§ **GOAL OF THE EXERCISE**: Swap "forearm" for "lower arm" in the entries from the line with "sleeve so the vehicle can navigate." up to and including the line with "72,58,278,400". Return only those lines, with everything else left unchanged.

§ **GIVEN RECORDS**:
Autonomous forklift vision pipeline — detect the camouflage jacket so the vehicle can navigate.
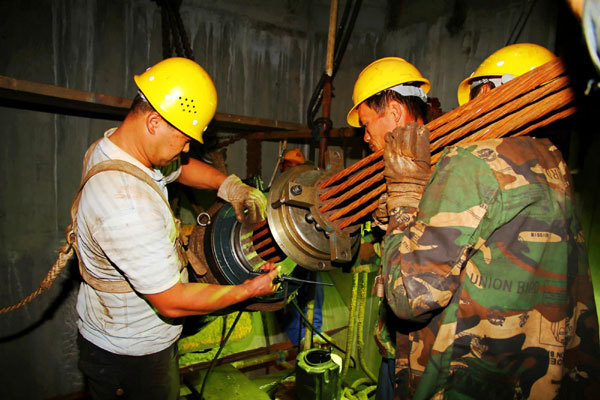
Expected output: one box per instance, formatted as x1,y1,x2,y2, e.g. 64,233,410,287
382,137,600,399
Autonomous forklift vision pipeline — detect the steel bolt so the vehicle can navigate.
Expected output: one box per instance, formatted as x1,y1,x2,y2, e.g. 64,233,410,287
290,185,302,196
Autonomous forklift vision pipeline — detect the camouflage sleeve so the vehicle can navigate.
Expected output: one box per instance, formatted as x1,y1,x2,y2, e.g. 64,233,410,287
382,148,501,322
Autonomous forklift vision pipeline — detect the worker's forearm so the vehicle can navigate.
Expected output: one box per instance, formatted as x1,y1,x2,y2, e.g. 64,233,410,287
147,283,255,318
177,158,227,190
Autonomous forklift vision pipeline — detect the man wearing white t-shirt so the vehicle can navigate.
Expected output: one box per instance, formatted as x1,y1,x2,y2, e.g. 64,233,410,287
72,58,278,400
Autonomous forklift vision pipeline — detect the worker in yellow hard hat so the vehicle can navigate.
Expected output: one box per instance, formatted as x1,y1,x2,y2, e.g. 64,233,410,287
347,57,431,151
279,149,306,172
74,58,278,400
458,43,556,106
347,57,431,400
368,45,600,400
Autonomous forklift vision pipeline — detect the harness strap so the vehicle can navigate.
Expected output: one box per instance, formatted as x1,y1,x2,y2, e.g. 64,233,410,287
67,140,187,293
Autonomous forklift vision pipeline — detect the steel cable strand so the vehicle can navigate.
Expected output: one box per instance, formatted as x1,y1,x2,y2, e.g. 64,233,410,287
0,244,75,314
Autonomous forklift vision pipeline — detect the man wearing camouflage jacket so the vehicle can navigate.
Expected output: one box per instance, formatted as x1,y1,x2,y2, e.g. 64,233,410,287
382,48,600,399
383,125,598,399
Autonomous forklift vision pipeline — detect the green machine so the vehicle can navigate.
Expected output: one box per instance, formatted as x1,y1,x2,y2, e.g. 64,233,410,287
296,349,342,400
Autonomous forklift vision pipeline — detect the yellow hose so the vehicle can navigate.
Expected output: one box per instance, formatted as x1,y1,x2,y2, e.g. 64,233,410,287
342,274,358,380
357,272,377,383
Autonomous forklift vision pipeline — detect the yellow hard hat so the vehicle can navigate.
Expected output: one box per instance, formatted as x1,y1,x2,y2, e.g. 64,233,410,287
134,57,217,143
283,149,306,164
457,43,556,106
346,57,431,128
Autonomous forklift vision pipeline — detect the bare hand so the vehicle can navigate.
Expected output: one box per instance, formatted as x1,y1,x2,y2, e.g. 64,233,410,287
244,262,281,297
383,122,431,212
217,175,267,224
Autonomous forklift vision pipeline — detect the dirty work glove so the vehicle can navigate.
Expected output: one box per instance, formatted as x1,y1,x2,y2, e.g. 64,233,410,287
383,122,431,215
372,193,390,231
217,174,267,224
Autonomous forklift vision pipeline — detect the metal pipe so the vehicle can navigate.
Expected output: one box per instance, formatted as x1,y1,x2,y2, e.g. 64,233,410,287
319,0,338,168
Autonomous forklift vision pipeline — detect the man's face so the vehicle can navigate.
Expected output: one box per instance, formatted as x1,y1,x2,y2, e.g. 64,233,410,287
153,120,192,167
358,101,415,152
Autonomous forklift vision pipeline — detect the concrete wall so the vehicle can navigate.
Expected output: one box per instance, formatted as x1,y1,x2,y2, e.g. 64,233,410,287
0,0,568,399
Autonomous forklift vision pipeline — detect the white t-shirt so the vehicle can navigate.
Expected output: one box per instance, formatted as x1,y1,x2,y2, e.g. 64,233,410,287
77,128,182,355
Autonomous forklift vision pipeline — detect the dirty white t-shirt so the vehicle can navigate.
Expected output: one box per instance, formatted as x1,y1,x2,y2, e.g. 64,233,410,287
77,128,182,355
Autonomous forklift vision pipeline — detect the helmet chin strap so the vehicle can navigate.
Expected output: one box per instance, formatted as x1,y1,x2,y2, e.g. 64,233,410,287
386,84,427,103
471,74,515,89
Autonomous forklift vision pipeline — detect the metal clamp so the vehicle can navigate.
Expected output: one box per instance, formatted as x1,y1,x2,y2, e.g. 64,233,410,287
196,212,212,226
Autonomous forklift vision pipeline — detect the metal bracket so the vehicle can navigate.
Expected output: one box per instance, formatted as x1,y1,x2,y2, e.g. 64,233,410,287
283,182,315,208
329,231,352,262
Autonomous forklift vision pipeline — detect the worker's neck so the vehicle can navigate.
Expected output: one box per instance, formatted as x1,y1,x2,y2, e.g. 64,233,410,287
109,114,152,168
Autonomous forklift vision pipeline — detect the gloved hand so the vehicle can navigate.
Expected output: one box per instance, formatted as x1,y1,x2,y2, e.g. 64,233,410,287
217,174,267,224
372,193,390,231
383,122,431,215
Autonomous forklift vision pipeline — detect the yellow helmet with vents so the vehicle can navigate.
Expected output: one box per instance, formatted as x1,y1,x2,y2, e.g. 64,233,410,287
457,43,556,106
346,57,431,128
134,57,217,143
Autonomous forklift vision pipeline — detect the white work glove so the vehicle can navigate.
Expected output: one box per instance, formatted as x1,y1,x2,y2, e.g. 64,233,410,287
217,174,267,224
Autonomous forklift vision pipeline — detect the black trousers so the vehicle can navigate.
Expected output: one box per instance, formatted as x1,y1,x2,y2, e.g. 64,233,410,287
77,335,179,400
375,358,395,400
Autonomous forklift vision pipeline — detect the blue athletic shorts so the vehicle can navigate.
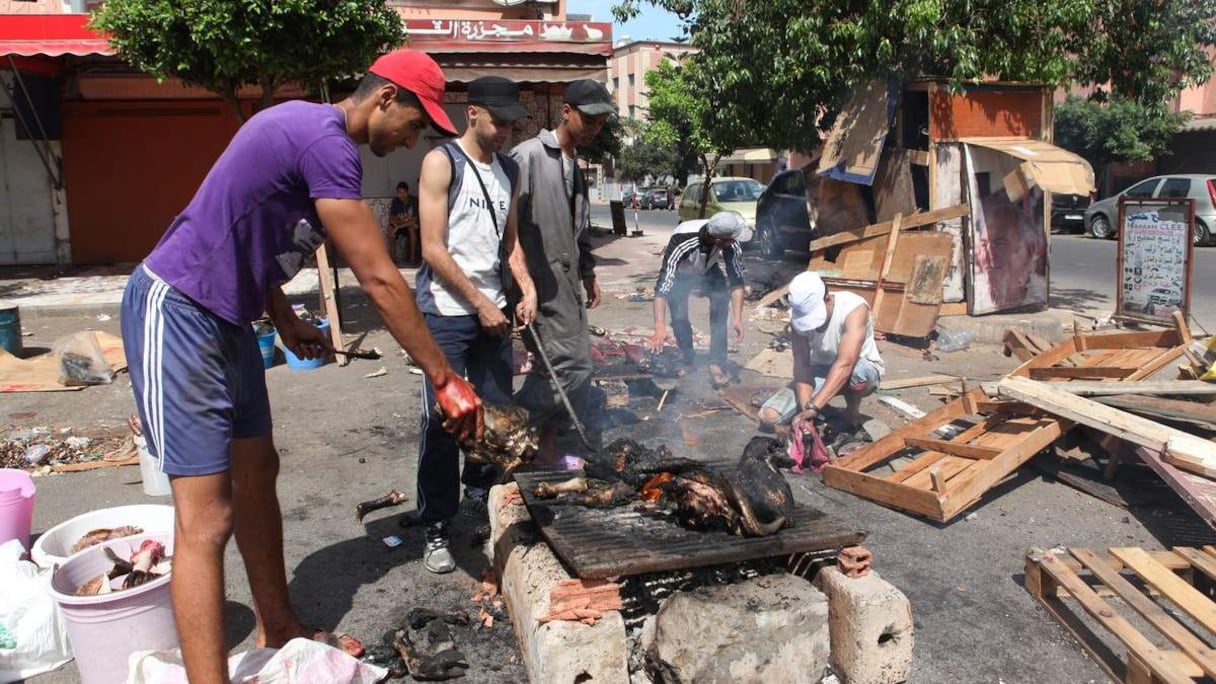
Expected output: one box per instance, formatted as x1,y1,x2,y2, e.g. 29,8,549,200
122,265,271,475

§ **REPLY**:
Autonomous forklift vision pipeline — detect the camouflage sleeve so the vehicle can navigate.
Expected output: one box per instance, formatted as x1,y1,x2,y2, e.g. 64,233,410,287
382,148,501,322
Autonomous forklift vision pipeline — detect the worker's lower arm so the vehicle can navigate.
Expected output: one box per instance, formatted as x1,y1,x2,y2, e.g. 64,233,410,287
147,283,255,318
177,158,227,190
Autonomous forklift vision pipeline — detect the man wearing white t-shirt so the vehicle can navigate.
Expected output: one box per instance, formatted as x1,y1,x2,y2, e.g. 64,233,410,287
72,58,278,400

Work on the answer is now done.